Challenge | Put each line of the records below into a JSON array of strings, one string per line, and omit blank lines.

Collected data
↓↓↓

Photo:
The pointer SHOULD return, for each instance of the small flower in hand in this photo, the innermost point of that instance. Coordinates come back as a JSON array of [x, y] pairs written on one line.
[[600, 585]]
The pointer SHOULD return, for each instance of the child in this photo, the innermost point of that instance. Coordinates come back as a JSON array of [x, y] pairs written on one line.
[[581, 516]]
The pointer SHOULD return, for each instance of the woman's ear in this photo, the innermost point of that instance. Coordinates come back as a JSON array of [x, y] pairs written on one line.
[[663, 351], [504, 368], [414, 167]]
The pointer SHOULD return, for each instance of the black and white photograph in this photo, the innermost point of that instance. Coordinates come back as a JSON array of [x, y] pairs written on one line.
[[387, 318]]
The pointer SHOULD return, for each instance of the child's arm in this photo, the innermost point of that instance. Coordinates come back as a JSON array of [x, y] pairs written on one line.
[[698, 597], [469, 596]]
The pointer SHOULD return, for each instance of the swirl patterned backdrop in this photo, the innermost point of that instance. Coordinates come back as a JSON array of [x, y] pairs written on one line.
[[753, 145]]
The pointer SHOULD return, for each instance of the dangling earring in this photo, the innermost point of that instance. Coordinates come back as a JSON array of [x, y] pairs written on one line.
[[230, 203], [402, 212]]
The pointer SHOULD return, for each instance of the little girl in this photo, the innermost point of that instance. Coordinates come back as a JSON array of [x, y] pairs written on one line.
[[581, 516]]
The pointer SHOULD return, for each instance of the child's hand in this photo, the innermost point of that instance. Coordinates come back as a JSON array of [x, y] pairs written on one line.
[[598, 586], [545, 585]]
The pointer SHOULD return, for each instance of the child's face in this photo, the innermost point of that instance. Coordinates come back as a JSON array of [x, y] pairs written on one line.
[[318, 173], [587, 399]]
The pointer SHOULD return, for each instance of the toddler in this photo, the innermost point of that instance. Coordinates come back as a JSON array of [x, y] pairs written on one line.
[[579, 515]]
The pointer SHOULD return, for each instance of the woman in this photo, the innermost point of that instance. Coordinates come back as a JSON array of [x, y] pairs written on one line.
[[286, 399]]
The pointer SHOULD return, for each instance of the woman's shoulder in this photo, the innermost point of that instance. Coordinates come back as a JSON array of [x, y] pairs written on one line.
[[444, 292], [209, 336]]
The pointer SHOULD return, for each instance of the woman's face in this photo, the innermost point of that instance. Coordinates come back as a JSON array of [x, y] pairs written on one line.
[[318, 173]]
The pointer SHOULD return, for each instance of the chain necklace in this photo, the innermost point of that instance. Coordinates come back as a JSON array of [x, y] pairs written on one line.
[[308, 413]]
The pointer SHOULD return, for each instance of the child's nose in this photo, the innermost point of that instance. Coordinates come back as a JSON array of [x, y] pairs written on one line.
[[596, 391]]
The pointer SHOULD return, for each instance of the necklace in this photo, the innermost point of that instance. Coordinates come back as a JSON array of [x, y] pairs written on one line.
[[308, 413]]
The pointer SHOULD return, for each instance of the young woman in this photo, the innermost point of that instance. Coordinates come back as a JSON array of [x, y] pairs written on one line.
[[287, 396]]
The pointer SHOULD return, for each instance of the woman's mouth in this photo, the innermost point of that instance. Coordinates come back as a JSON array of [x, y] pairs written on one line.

↑↑↑

Response |
[
  "Photo:",
  "The pointer SHOULD return, for each instance of the small flower in hand in this photo, the innermost point of that instance. Coordinates come back as a JSON array of [x, y] pairs written on one line.",
  "[[600, 585]]",
  "The pointer SHOULD return, for each instance of the child in this photo, the innermost point of that instance. Coordinates come back as a JSON array of [x, y] pairs written on one line.",
  "[[581, 516]]",
  "The pointer SHOULD return, for each instance of the woman's ear in this photo, the innermost point of that instance. Coordinates come back as a JSON array of [x, y] pairs written on one line.",
  "[[663, 351], [504, 368], [414, 167]]",
  "The pointer SHOULD return, for each instance of the black and white photograph in this photo, the innermost point of that instance. Coordinates come back as a JSON array of [x, y] pairs written on one line.",
  "[[387, 318]]",
  "The pointer SHOULD return, for each instance of the child's arm in this photo, the innermost point of that instance. Coordinates come back as a JSON array of [x, y] pairs written on one line.",
  "[[698, 597], [469, 596]]",
  "The pointer SHOULD return, for each instance of the swirl patterned backdrop in this photo, the innermost point of that instance. Coordinates come back as a JSON array of [x, y] pairs written on one line.",
  "[[753, 145]]",
  "The pointer SHOULD return, for each instance of the dangling earring in this photo, the innermost point of that instance. Coordinates come back as a JSON array of [x, y] pairs written on one line.",
  "[[230, 203], [402, 212]]",
  "The pointer SHOULD return, for each instance of the little girl in this photo, the innermost point of that instance. Coordinates come back as a JSON array of [x, y] pairs written on one line.",
  "[[581, 516]]",
  "The pointer SHOULD return, for each instance of the child's hand in this photo, the innermost point of that instance. Coordinates come back as a JSON array of [x, y] pairs written on one line.",
  "[[598, 586], [545, 585]]",
  "The pointer SHOULD return, for each instance of the child's face in this photo, the innermost point of that instance. Coordinates come back as a JSON array of [x, y] pairs written on one line.",
  "[[318, 173], [587, 399]]",
  "The pointer SHOULD return, for each instance of the toddler in this photo, the innermost point of that instance. Coordinates come back as a JSON array of [x, y] pairs written on one line.",
  "[[579, 515]]",
  "The pointer SHOULD return, for each instance of the woman in this photo, the innermost point of that instance. Coordinates come back as a JSON array of [x, y] pairs written on one line.",
  "[[286, 399]]",
  "The pointer SHOULD return, for each instance of the woman's shoulder in this photo, the innermost point of that instance. Coordinates come back as a JSON array of [x, y] pairs written on one line.",
  "[[444, 292], [209, 336]]",
  "The pointer SHOULD return, for each instance of the woman's face in this photo, the innermost point of that instance. Coordinates come back as a JSON array of [x, y] pairs written on one line.",
  "[[318, 173]]",
  "The pointer SHOULD return, for each instance of the chain necklace in this photo, the innermost point of that instance. Coordinates come back as a JSON array of [x, y] pairs written on one line.",
  "[[308, 413]]",
  "The pointer SHOULD return, for each instance of the child's nose in this photo, the innermost point of that instance. Coordinates come back as a JSON array of [x, y] pairs written on one line.",
  "[[596, 391]]",
  "The pointer SHOULD return, for each instance of the necklace in this photo, the innermost point of that instance. Coordinates come back as a JSON array of [x, y] pairs written on one line.",
  "[[308, 413]]",
  "The pointer SHOULD return, for each instance of the young woman in this photo, the innermost point of that instance. Coordinates come back as a JSON array of [x, y] pairs written on one line.",
  "[[287, 396]]",
  "The pointer SHOULD return, for each instance of the woman's mouth in this photo, the innermost point of that instance. Coordinates come back as a JSON array of [x, y] pairs written on one line."
]